[Dataset entries]
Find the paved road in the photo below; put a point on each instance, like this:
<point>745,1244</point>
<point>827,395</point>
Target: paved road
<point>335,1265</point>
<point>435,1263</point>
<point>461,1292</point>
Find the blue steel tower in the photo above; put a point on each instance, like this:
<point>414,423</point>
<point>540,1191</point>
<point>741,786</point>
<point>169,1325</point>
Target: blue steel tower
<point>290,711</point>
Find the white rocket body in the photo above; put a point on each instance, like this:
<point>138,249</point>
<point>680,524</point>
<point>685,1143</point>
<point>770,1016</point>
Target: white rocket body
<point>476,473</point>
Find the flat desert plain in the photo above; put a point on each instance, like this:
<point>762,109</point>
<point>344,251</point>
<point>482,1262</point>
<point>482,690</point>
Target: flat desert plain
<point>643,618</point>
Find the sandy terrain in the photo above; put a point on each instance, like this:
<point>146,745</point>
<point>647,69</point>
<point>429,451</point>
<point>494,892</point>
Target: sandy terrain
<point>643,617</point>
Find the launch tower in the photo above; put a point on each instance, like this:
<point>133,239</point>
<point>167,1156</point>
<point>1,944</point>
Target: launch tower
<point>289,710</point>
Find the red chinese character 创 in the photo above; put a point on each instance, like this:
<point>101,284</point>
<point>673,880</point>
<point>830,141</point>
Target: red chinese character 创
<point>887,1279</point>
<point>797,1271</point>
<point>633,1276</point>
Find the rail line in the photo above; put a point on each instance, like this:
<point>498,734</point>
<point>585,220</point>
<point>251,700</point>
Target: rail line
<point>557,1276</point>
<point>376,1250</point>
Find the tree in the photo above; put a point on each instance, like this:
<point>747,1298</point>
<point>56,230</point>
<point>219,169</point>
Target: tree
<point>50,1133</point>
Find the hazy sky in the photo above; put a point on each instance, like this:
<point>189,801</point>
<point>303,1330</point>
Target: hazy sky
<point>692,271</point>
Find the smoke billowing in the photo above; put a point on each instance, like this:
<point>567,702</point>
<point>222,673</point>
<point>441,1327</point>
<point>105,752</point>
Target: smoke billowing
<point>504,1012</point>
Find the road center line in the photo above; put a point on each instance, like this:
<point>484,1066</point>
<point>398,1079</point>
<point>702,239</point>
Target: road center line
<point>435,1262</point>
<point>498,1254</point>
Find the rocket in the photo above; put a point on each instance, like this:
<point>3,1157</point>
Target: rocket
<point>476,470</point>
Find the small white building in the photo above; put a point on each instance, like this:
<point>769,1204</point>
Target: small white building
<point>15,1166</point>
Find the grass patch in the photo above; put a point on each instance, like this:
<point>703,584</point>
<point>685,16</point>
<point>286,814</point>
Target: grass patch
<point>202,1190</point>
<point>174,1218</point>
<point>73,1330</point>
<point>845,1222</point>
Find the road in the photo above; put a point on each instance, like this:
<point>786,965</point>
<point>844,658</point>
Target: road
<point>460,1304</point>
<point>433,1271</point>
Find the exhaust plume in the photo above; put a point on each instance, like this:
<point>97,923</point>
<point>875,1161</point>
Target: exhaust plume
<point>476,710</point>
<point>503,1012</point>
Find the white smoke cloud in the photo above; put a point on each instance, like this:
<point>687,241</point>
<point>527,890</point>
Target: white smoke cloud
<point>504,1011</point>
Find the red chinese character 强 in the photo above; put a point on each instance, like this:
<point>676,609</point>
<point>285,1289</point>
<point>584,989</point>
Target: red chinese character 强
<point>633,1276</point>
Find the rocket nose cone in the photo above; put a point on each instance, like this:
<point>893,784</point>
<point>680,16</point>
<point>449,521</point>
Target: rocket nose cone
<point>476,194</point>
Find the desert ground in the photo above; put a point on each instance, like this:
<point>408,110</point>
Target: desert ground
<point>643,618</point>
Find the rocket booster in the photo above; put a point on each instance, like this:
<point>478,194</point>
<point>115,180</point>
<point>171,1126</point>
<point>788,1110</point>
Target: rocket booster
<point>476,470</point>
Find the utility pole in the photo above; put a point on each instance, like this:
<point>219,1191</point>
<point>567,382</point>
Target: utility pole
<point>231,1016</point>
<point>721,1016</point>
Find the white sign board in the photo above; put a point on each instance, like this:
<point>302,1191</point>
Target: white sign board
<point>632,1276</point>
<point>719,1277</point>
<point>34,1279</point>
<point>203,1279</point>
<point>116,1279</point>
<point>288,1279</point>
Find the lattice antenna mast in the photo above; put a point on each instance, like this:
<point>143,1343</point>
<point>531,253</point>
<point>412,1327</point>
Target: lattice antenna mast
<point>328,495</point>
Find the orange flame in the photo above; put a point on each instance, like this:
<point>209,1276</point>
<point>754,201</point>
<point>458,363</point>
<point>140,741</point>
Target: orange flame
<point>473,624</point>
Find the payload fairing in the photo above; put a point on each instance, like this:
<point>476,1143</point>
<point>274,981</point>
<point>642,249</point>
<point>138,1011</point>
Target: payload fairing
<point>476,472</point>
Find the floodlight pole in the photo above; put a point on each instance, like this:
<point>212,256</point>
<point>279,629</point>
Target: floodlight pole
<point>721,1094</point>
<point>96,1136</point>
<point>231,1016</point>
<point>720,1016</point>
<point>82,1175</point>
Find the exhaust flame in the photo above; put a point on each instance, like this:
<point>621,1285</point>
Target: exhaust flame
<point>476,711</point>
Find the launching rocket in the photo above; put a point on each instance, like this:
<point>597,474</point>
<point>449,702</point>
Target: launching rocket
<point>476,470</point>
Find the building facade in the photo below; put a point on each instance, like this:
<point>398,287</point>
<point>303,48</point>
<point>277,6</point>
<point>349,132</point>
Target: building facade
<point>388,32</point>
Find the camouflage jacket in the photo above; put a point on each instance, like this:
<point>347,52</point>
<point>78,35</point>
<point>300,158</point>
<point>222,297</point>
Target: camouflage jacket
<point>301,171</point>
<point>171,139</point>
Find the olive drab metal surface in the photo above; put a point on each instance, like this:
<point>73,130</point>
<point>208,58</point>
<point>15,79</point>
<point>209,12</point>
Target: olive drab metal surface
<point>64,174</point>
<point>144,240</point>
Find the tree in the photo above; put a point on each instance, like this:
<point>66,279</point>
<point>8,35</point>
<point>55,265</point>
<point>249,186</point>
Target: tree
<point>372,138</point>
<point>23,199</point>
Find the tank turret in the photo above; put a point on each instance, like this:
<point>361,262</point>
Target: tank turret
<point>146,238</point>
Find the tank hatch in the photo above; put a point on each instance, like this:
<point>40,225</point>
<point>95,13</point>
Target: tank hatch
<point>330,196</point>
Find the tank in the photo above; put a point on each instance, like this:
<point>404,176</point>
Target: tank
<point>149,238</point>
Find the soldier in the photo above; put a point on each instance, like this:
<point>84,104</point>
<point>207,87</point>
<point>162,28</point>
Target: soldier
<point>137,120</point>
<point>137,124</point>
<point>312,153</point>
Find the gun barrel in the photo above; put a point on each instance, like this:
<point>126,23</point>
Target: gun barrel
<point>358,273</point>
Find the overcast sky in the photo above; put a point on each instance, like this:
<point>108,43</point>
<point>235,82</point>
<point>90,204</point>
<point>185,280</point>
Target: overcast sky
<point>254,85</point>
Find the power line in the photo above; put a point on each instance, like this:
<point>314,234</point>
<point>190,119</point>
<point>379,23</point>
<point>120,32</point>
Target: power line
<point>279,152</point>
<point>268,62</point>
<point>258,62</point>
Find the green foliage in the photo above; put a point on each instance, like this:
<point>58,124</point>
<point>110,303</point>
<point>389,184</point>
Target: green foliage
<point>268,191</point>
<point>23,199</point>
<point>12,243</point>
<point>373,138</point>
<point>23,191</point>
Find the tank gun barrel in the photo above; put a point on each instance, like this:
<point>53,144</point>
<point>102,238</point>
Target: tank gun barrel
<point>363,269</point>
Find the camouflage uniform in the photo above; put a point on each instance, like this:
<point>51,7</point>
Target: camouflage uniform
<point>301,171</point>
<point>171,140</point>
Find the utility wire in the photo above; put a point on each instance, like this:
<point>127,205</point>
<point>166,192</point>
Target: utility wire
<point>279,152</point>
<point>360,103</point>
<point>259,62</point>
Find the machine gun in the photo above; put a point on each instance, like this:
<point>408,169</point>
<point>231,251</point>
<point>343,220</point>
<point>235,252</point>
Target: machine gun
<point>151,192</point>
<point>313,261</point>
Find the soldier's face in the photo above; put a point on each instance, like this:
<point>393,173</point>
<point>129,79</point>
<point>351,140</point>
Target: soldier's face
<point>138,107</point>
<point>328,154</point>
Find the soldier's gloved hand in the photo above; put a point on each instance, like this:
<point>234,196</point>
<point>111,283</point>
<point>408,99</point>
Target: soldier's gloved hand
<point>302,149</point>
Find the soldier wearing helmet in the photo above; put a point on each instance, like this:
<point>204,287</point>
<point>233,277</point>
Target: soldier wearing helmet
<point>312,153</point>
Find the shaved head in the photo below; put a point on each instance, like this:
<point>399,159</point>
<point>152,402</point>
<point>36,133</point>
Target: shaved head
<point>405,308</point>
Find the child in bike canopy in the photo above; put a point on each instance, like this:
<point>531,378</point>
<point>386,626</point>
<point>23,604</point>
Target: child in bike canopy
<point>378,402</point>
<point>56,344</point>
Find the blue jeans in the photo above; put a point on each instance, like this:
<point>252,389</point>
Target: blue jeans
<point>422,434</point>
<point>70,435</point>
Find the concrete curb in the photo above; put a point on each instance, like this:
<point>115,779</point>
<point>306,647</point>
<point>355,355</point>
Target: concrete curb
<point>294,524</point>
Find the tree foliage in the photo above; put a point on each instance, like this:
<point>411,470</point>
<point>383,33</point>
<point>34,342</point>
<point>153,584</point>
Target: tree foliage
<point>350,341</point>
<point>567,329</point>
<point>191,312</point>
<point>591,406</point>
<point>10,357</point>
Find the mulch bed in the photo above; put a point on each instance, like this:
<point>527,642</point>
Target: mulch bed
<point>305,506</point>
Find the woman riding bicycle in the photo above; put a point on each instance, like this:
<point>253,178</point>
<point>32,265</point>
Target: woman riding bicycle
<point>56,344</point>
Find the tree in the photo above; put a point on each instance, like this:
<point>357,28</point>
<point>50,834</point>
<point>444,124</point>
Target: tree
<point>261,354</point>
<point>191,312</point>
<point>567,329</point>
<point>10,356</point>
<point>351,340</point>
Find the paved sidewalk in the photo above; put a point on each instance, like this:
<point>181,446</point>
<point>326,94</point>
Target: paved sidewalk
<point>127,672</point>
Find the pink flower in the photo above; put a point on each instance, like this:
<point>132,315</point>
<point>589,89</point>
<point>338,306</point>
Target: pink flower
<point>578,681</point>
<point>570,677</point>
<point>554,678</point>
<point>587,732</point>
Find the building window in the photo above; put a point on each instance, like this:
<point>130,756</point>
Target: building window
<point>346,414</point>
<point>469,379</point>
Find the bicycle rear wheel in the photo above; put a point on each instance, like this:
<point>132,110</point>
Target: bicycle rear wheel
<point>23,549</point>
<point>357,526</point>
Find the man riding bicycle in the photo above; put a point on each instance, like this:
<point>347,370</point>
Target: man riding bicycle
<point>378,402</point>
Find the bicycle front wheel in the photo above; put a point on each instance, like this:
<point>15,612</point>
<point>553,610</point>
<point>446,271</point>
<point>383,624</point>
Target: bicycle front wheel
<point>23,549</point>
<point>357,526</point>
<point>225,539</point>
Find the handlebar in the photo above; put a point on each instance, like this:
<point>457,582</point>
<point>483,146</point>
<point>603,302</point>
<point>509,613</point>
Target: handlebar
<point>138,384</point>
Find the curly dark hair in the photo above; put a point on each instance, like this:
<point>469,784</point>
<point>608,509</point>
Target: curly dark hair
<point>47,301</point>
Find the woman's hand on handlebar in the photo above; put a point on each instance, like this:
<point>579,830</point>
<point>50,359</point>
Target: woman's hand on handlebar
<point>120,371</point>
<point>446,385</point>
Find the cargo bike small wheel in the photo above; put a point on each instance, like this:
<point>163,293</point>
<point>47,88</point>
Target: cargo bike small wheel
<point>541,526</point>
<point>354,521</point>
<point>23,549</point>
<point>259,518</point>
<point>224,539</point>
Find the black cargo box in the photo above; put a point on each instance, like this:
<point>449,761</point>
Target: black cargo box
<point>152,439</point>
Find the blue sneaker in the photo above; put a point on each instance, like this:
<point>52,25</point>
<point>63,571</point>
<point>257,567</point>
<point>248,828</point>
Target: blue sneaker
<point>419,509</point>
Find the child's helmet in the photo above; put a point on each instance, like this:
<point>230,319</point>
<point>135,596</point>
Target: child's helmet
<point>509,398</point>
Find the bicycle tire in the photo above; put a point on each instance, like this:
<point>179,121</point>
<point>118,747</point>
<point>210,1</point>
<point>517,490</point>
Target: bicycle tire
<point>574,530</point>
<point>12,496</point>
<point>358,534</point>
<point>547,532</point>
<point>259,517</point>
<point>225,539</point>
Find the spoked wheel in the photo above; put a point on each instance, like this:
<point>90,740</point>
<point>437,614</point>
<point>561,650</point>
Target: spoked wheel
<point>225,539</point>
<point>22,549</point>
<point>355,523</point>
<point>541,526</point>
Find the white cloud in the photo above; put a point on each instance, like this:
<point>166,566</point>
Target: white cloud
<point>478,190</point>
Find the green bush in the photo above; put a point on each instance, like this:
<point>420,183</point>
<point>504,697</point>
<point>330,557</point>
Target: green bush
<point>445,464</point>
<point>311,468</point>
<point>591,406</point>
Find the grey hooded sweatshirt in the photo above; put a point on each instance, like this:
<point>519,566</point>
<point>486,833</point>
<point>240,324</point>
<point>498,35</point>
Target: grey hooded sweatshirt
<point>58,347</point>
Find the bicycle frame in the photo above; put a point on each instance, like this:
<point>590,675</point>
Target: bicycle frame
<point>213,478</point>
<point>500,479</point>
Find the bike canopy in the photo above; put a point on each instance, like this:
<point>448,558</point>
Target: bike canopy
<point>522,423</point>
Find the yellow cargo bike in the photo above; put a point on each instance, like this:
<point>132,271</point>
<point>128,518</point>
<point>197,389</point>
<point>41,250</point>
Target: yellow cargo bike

- TASK OBJECTIVE -
The line with "Find the yellow" marks where to start. Transcribe from there through the final line of the records, exactly and with nothing added.

- RESULT OF THIS TASK -
Find the yellow cargo bike in the photo above; put a point on each instance, like this:
<point>132,271</point>
<point>128,518</point>
<point>197,389</point>
<point>41,250</point>
Target: yellow cargo bike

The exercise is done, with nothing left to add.